> [GIVEN TASK]
All entries must be repeated exactly; do not include the pictures.

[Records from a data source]
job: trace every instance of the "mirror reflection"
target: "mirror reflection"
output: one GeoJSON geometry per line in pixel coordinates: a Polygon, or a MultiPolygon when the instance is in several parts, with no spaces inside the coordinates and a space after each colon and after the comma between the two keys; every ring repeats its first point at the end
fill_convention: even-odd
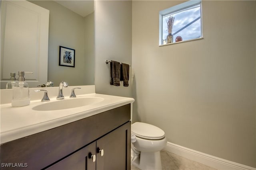
{"type": "MultiPolygon", "coordinates": [[[[69,86],[94,84],[94,1],[28,1],[50,12],[48,67],[45,66],[45,68],[46,72],[47,72],[47,80],[53,82],[54,86],[58,86],[59,83],[63,80],[66,81],[69,86]],[[59,65],[60,46],[75,50],[74,67],[59,65]]],[[[2,3],[1,8],[2,5],[2,3]]],[[[2,12],[2,10],[1,16],[2,12]]],[[[4,28],[2,27],[2,24],[1,29],[1,37],[2,37],[2,34],[4,32],[2,32],[2,30],[4,30],[4,28]]],[[[15,40],[14,39],[12,41],[15,40]]],[[[2,46],[4,45],[2,43],[1,41],[1,50],[3,49],[2,46]]],[[[14,47],[13,50],[15,50],[15,48],[14,47]]],[[[2,54],[1,52],[2,68],[3,65],[6,64],[6,63],[2,62],[2,54]]],[[[22,66],[24,68],[20,71],[30,71],[26,70],[26,64],[22,66]]],[[[9,68],[12,66],[12,64],[4,66],[9,68]]],[[[13,69],[15,70],[15,68],[13,69]]],[[[15,72],[18,73],[18,71],[15,72]]],[[[10,75],[10,73],[8,74],[10,75]]],[[[9,78],[3,78],[2,74],[1,76],[1,88],[5,89],[6,84],[9,80],[9,78]]],[[[25,75],[25,77],[30,88],[42,85],[40,84],[31,86],[28,75],[25,75]]],[[[16,78],[18,78],[17,74],[16,78]]],[[[47,81],[44,84],[46,83],[47,81]]]]}

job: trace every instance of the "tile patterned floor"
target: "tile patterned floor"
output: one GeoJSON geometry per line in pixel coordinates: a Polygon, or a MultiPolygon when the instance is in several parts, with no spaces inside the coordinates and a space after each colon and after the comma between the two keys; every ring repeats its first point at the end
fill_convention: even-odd
{"type": "MultiPolygon", "coordinates": [[[[161,150],[160,154],[162,170],[216,170],[165,150],[161,150]]],[[[131,170],[140,170],[133,165],[131,169],[131,170]]]]}

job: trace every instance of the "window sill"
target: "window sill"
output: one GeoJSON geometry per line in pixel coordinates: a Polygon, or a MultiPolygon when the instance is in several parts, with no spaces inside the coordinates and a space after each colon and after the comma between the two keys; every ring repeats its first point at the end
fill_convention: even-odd
{"type": "Polygon", "coordinates": [[[204,39],[204,37],[200,37],[200,38],[196,38],[195,39],[189,39],[188,40],[182,41],[179,41],[179,42],[177,42],[175,43],[169,43],[169,44],[163,44],[162,45],[159,45],[159,47],[165,46],[166,45],[172,45],[175,44],[178,44],[181,43],[184,43],[185,42],[188,42],[188,41],[196,41],[196,40],[198,40],[199,39],[204,39]]]}

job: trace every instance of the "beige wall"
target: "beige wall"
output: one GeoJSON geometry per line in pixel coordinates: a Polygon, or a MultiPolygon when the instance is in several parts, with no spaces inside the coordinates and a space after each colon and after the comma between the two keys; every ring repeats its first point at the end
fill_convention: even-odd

> [SOLUTION BELOW]
job: trace every instance of the "mirror reflection"
target: "mirror reflection"
output: one GeoJSON geometry per line in pixel coordinates: a Polygon, or a MultiPolygon when the instance is in several parts, with no spaces inside the coordinates and a space after each colon and after the comma between the two keys; every ring repeats its first point at the end
fill_convention: even-odd
{"type": "MultiPolygon", "coordinates": [[[[69,86],[94,84],[94,1],[28,1],[50,12],[48,67],[45,66],[45,68],[46,72],[47,72],[47,80],[53,82],[54,86],[58,86],[59,83],[63,80],[66,81],[69,86]],[[59,65],[60,46],[75,50],[74,67],[59,65]]],[[[2,3],[1,8],[2,5],[2,3]]],[[[2,12],[2,10],[1,16],[2,12]]],[[[4,28],[2,27],[2,24],[1,29],[1,37],[2,37],[2,34],[4,32],[2,32],[2,30],[4,30],[4,28]]],[[[15,40],[14,39],[12,41],[15,40]]],[[[2,46],[4,45],[2,43],[1,41],[1,50],[3,49],[2,46]]],[[[14,47],[13,50],[15,50],[15,48],[14,47]]],[[[2,54],[1,52],[2,68],[3,65],[6,64],[6,63],[2,62],[2,54]]],[[[22,66],[24,68],[20,71],[30,71],[26,70],[26,64],[22,66]]],[[[9,68],[12,66],[12,64],[4,66],[9,68]]],[[[13,69],[15,70],[15,68],[13,69]]],[[[15,72],[18,73],[18,71],[15,72]]],[[[10,75],[10,73],[8,74],[10,75]]],[[[9,78],[3,78],[2,74],[1,76],[1,88],[5,89],[6,84],[9,80],[9,78]]],[[[25,75],[25,77],[30,88],[42,85],[40,84],[31,86],[28,75],[25,75]]],[[[16,78],[18,78],[17,74],[16,78]]],[[[47,81],[44,84],[46,83],[47,81]]]]}

job: trace every instance of the "tile patterned floor"
target: "tile patterned floor"
output: one GeoJSON geometry per line in pixel coordinates: a Polygon, or a MultiPolygon when the instance is in several parts, with no spaces inside the coordinates and a space after each colon and after the comma between the two keys; every ring repeats its first point at the end
fill_convention: even-odd
{"type": "MultiPolygon", "coordinates": [[[[161,150],[160,154],[162,170],[216,170],[165,150],[161,150]]],[[[131,170],[140,170],[133,165],[131,169],[131,170]]]]}

job: trace every instance of the "window sill"
target: "window sill"
output: one GeoJSON geometry per line in pixel coordinates: a Polygon, or a MultiPolygon when the instance is in several parts, with no spaces inside the coordinates and a space after each colon and after the comma between the two keys; every ring repeats its first point at the end
fill_convention: even-odd
{"type": "Polygon", "coordinates": [[[204,39],[204,37],[200,37],[200,38],[196,38],[195,39],[189,39],[188,40],[182,41],[179,41],[179,42],[177,42],[175,43],[169,43],[169,44],[163,44],[162,45],[159,45],[159,47],[165,46],[166,45],[172,45],[175,44],[178,44],[181,43],[184,43],[185,42],[188,42],[188,41],[196,41],[196,40],[198,40],[199,39],[204,39]]]}

job: trace every instance of the "beige wall"
target: "beige wall"
output: one GeoJSON geometry per line in pixel coordinates: a Polygon, or a MultiPolygon when the instance is in several parts, with no spaces inside the coordinates and a space after each colon and after the comma between the two keys; every ring repeats its first point at the end
fill_convention: even-odd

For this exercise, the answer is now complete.